Michelle Kiser, a pediatric surgeon at Mission Children’s Hospital, offers expert advice on what to do when your child swallows a foreign object, as seen in WNC Parent.
More than 100,000 cases of ingested foreign bodies in children are reported to the American Association of Poison Control Centers annually, with about 70 percent occurring in children younger than 6.
By far what we see and treat as pediatric surgeons and gastroenterologists are small children who swallow coins. Other objects that are swallowed include: small toys, marbles, batteries, erasers, and sharp objects such as fish and chicken bones, pins, needles, jewelry, toothpicks, nails and paperclips.
Reports suggest more than 80 percent of foreign bodies will pass spontaneously through the gastrointestinal tract, while the rest require an intervention for removal. Intervention, which varies depending on the location of the foreign body, is usually required in those who are symptomatic. Foreign objects stuck in the esophagus usually result in refusal to eat, drooling or gagging, and are almost always removed endoscopically (with a camera through the mouth). Objects in the small or large intestine will usually pass through, but when they are symptomatic (i.e., bowel obstruction or perforation) they require an operation to remove.

==========

**Task A:** In the article on children swallowing objects, list every sign of an object stuck in the esophagus.
**Task B:** According to the article on children swallowing objects, what share of swallowed objects pass through the gut on their own?
**Task C:** Carry on the article on children swallowing objects from its final sentence.
The items that come next are from a different source than the article.

==========

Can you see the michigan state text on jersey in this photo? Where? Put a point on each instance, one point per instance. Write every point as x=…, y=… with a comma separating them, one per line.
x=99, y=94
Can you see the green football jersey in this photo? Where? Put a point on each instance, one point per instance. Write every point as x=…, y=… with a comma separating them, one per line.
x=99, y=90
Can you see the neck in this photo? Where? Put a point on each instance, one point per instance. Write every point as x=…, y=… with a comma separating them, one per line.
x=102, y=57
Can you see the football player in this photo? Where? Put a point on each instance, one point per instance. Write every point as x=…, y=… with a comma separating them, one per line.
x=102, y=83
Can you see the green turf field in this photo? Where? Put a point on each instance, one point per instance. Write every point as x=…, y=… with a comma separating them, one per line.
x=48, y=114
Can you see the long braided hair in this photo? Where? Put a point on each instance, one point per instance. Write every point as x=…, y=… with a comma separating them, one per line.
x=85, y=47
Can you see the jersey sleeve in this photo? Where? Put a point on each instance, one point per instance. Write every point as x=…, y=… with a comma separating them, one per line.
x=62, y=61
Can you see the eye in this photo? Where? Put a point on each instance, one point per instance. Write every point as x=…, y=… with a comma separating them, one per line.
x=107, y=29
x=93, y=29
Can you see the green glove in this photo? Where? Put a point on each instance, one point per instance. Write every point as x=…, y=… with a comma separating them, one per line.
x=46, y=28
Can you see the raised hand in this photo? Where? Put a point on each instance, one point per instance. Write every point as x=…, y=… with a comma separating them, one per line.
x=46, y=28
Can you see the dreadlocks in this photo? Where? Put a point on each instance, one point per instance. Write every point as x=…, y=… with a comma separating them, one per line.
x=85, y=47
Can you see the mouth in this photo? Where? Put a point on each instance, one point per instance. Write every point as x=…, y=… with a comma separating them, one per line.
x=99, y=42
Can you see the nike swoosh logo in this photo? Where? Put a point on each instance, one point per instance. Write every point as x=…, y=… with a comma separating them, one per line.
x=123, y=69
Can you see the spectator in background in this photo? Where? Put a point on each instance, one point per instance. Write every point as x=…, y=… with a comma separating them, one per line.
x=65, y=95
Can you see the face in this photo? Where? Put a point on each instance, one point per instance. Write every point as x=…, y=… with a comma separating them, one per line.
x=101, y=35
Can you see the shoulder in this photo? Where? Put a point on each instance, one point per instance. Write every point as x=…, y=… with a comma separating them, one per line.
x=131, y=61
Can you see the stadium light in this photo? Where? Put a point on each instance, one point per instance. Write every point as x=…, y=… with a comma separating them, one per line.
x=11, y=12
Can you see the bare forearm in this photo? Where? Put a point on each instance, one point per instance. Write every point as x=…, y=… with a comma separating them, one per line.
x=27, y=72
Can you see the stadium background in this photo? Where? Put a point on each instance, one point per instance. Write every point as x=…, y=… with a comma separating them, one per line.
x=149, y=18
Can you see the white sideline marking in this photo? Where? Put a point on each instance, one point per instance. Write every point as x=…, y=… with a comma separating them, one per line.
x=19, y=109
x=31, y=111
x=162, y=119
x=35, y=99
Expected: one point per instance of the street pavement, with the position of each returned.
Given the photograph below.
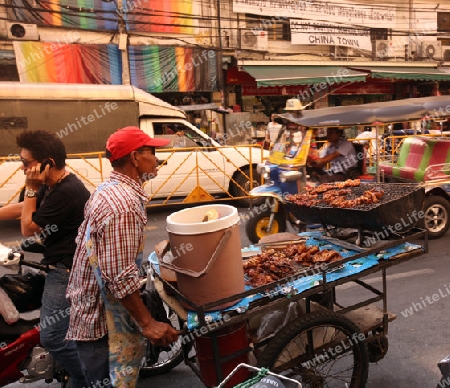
(416, 342)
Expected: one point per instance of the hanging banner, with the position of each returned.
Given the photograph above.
(159, 69)
(311, 32)
(356, 13)
(68, 63)
(174, 16)
(96, 15)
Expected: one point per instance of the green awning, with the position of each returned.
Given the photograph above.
(283, 75)
(408, 73)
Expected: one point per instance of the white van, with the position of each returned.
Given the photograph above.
(194, 166)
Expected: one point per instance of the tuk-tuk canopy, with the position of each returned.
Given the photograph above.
(390, 111)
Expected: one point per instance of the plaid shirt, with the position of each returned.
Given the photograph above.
(117, 219)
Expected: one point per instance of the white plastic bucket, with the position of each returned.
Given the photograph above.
(207, 255)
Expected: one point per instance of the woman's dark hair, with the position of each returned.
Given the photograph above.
(336, 129)
(43, 145)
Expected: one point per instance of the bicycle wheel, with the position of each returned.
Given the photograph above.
(159, 360)
(324, 349)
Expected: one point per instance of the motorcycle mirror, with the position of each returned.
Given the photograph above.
(31, 245)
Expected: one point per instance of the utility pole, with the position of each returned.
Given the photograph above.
(123, 43)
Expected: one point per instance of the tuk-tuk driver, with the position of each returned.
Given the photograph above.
(341, 156)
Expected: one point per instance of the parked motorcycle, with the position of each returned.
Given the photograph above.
(20, 348)
(284, 173)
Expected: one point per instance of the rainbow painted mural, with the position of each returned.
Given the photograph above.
(68, 63)
(152, 68)
(85, 14)
(172, 16)
(168, 69)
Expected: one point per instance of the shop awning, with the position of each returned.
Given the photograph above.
(280, 75)
(414, 73)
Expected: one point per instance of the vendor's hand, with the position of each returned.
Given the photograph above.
(34, 179)
(160, 334)
(319, 163)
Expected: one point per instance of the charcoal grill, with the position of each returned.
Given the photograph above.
(398, 205)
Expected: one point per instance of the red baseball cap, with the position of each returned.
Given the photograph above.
(129, 139)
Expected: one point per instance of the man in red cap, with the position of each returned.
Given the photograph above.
(108, 319)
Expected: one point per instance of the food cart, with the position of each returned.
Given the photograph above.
(296, 325)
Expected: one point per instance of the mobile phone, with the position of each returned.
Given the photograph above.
(45, 163)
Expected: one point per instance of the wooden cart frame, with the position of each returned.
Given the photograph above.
(362, 318)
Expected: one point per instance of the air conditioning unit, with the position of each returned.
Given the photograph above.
(227, 37)
(383, 49)
(431, 49)
(446, 53)
(254, 40)
(21, 31)
(342, 52)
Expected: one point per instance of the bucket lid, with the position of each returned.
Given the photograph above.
(189, 221)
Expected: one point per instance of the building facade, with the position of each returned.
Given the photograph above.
(248, 54)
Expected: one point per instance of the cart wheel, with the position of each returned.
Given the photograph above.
(256, 226)
(161, 360)
(324, 349)
(378, 349)
(437, 213)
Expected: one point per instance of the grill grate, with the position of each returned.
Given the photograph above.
(399, 202)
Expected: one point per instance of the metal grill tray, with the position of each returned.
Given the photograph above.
(401, 203)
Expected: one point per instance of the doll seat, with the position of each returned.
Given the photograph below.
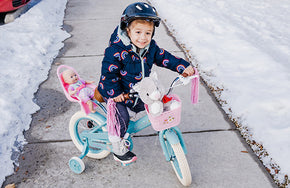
(84, 106)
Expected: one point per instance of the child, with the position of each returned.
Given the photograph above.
(129, 58)
(77, 87)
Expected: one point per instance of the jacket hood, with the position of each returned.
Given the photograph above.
(126, 41)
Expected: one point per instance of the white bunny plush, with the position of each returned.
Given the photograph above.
(151, 93)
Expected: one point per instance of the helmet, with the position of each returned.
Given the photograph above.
(139, 10)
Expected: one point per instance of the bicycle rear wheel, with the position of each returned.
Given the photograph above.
(179, 163)
(81, 122)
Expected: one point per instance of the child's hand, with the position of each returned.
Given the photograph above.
(119, 98)
(189, 71)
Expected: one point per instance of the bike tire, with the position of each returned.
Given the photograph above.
(79, 123)
(180, 164)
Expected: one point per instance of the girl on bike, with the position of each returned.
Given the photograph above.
(129, 58)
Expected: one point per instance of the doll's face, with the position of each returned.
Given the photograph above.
(70, 76)
(140, 32)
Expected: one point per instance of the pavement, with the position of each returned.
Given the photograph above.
(217, 155)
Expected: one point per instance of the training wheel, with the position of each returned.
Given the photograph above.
(76, 165)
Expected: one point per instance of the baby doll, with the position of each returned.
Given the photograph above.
(78, 88)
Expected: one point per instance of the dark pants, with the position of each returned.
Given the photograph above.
(123, 115)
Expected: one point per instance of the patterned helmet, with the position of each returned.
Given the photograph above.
(139, 10)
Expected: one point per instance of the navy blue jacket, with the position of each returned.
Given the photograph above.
(121, 66)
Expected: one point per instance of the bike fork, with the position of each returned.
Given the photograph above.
(85, 150)
(172, 136)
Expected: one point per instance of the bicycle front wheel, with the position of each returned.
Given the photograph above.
(81, 122)
(180, 164)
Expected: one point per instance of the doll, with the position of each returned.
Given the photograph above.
(77, 87)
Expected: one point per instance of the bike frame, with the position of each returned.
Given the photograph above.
(100, 140)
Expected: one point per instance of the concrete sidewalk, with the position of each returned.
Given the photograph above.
(217, 155)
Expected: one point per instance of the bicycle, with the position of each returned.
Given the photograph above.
(89, 134)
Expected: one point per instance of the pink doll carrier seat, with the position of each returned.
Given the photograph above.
(84, 106)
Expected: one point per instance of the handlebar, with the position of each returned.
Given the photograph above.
(183, 78)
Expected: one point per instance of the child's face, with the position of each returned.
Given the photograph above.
(70, 77)
(140, 33)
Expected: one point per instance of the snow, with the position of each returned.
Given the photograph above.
(28, 47)
(242, 49)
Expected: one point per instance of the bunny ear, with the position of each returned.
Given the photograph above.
(137, 87)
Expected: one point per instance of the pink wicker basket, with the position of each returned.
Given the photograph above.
(167, 119)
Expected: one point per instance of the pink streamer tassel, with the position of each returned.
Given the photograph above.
(113, 125)
(195, 88)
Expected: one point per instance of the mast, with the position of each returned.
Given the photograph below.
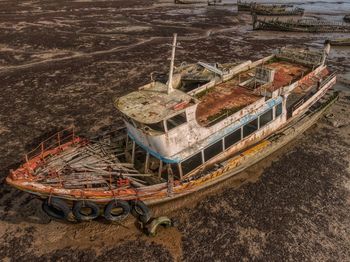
(170, 81)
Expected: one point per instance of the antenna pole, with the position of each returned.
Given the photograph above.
(170, 81)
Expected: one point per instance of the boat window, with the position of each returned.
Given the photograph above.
(212, 150)
(278, 110)
(191, 163)
(175, 169)
(250, 128)
(157, 126)
(176, 120)
(233, 138)
(266, 118)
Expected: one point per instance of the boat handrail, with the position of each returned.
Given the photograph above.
(56, 140)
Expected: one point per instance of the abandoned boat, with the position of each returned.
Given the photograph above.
(207, 123)
(299, 25)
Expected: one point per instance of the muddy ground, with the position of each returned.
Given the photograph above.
(62, 62)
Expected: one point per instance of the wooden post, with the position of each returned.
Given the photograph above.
(133, 152)
(160, 168)
(42, 149)
(170, 81)
(170, 181)
(146, 163)
(180, 170)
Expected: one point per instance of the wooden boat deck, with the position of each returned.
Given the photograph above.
(231, 96)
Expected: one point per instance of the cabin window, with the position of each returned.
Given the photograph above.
(191, 163)
(176, 120)
(212, 150)
(157, 126)
(175, 169)
(250, 128)
(233, 138)
(266, 118)
(128, 120)
(278, 110)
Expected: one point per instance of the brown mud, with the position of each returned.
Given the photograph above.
(62, 62)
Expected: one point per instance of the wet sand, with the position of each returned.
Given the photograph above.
(62, 62)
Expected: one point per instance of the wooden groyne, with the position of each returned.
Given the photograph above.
(300, 25)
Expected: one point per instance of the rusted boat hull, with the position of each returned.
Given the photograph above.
(295, 126)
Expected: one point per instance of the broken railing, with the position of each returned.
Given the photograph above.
(55, 141)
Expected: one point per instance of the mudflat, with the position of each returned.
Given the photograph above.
(63, 62)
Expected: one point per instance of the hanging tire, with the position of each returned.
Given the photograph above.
(56, 208)
(140, 211)
(85, 210)
(117, 210)
(151, 228)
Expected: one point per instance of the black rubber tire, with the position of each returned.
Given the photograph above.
(108, 214)
(77, 207)
(56, 208)
(140, 211)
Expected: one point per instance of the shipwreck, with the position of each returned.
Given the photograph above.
(206, 123)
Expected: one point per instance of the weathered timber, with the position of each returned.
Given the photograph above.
(270, 11)
(347, 18)
(301, 25)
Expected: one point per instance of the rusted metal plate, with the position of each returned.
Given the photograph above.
(152, 104)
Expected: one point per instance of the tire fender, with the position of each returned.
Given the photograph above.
(56, 208)
(151, 228)
(77, 207)
(140, 211)
(108, 214)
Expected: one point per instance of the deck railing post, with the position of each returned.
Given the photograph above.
(170, 181)
(59, 139)
(160, 168)
(42, 149)
(147, 163)
(133, 152)
(73, 134)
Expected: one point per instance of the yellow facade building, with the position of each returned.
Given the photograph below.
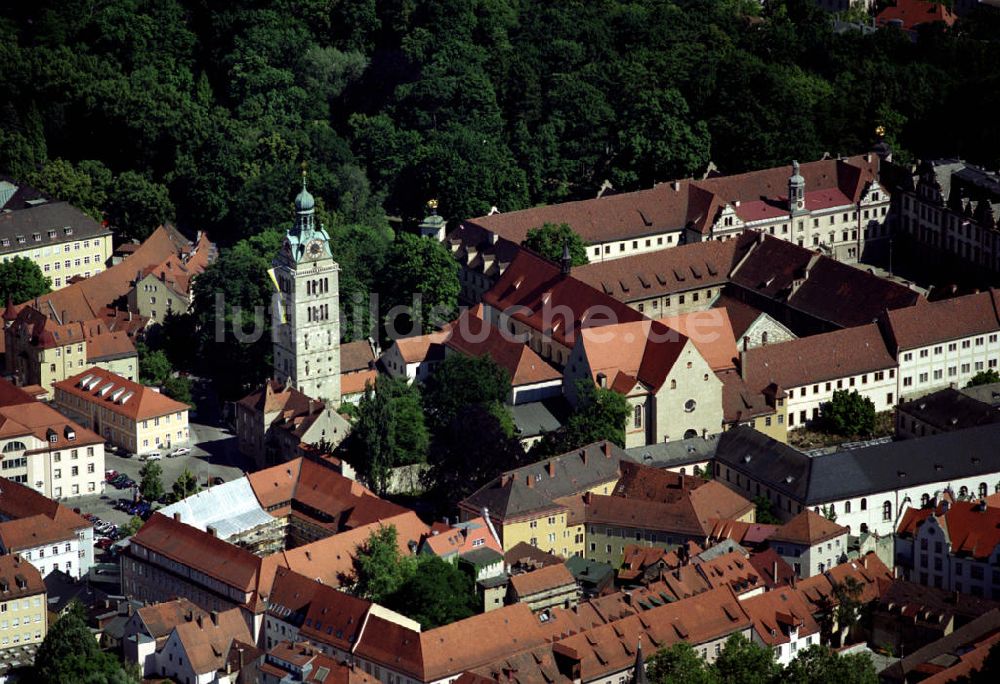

==========

**Response A:** Refusal to eat, drooling, gagging

**Response B:** More than 80 percent.

**Response C:**
Batteries and magnets
Operations are more frequently required for things such as batteries or magnets. For example, “button” batteries, especially the 20mm lithium batteries, if lodged in the esophagus, can cause tissue damage and lead to perforation within hours. If they make it to the stomach, they are usually fine to pass through the GI tract without causing significant damage. About 66,000 emergency room visits per year are the result of button battery ingestions in children younger than 18.
If you think your child swallowed more than one magnet, seek medical care immediately. Magnets pose a specific risk for bowel perforation when more than one magnet is ingested and the magnets are drawn to each other while in separate loops of the bowel. Keep in mind that magnets are often put in toys, and decorative and organizational items.
When to call for help
If you know that your child has swallowed something hazardous, you should contact your child’s pediatrician. The doctor may get an X-ray to determine the location of the object before making a decision whether to wait for it to pass or refer to a pediatric surgeon or gastroenterologist. If the child shows signs of coughing, gagging, drooling, vomiting, has chest or stomach pain, or has problems going to the bathroom, contact your pediatrician, go to the emergency department or call 911.
Keeping dangerous ingestible items out of reach of young children is the key to keeping them safe. These items should be kept up high out of reach and put away out of sight — this includes your loose change.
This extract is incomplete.